(What is asked) Rewrite part of the listing below, changing "pedestrian" to "person walking" and leaving everything else the same. Start at the line containing "If you could point to the front", continue through the end of the listing, and return only those lines.

(Exercise material)
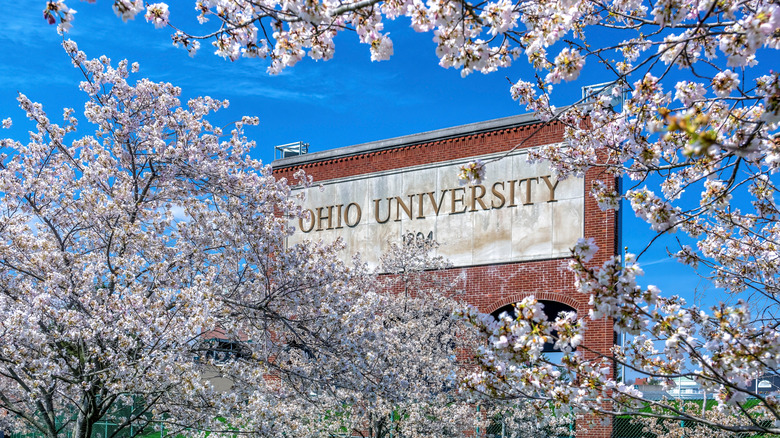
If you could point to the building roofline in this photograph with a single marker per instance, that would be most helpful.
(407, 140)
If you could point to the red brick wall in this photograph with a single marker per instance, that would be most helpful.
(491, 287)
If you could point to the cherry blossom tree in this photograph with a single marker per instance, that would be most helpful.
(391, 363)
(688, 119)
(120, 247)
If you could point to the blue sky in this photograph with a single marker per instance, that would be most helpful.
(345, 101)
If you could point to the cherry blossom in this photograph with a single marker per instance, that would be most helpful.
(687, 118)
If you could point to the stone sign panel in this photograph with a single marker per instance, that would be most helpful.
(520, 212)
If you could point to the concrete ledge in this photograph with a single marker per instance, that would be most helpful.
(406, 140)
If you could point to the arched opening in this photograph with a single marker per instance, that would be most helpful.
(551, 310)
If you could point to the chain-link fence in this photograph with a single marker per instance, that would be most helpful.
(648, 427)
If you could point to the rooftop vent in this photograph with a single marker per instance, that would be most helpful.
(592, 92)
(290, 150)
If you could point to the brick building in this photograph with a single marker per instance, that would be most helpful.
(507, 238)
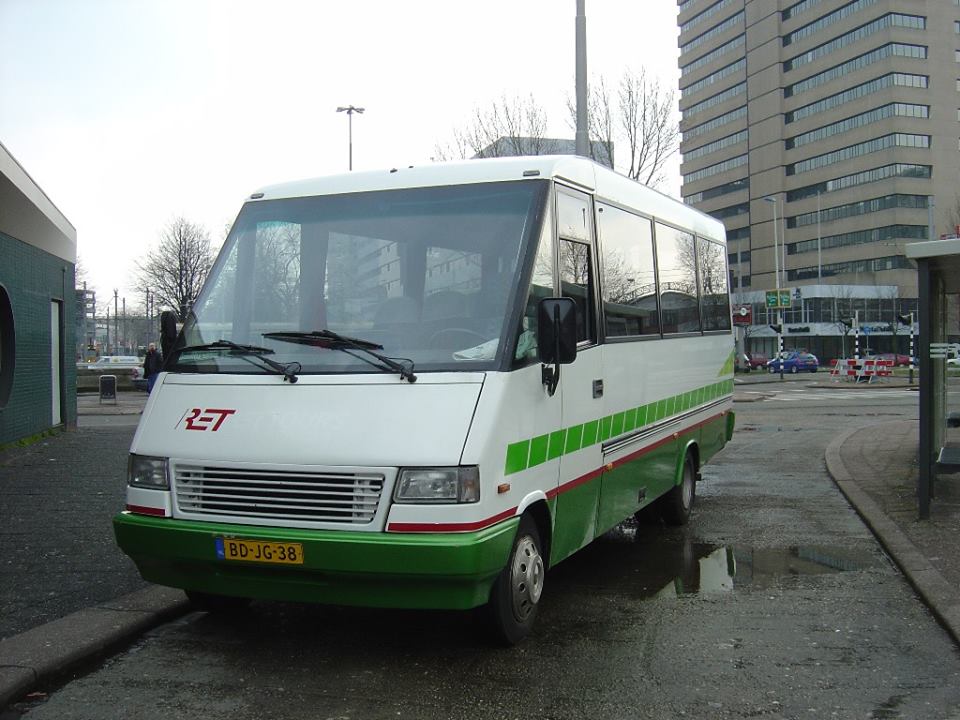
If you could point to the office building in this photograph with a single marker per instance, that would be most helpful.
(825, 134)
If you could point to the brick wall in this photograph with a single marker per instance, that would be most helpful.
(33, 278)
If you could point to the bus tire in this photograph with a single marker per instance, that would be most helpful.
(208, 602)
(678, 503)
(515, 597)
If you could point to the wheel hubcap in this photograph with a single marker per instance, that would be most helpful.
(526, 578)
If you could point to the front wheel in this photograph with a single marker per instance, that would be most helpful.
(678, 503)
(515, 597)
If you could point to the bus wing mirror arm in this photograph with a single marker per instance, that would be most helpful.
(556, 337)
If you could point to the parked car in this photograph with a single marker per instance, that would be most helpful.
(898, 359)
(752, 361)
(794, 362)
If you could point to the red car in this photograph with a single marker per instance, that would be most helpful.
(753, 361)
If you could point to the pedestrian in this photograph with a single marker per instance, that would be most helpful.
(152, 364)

(Task output)
If you could point to the front wheel in this photograph with a single marker per instance, that would be most helpful.
(678, 503)
(515, 597)
If you could point to the bus wing mirror arm in this photograph with a single marker per instance, that would be most helpful.
(556, 337)
If you could point to the parked car in this photograph with a single marker per instance, that would be most helpful.
(898, 359)
(752, 361)
(794, 362)
If you could point to the red car in this photograph with a single marker per instance, that would be most helpful.
(753, 361)
If you could point to the person walking in this photograph with a single marker per instance, that would be most helpful.
(152, 364)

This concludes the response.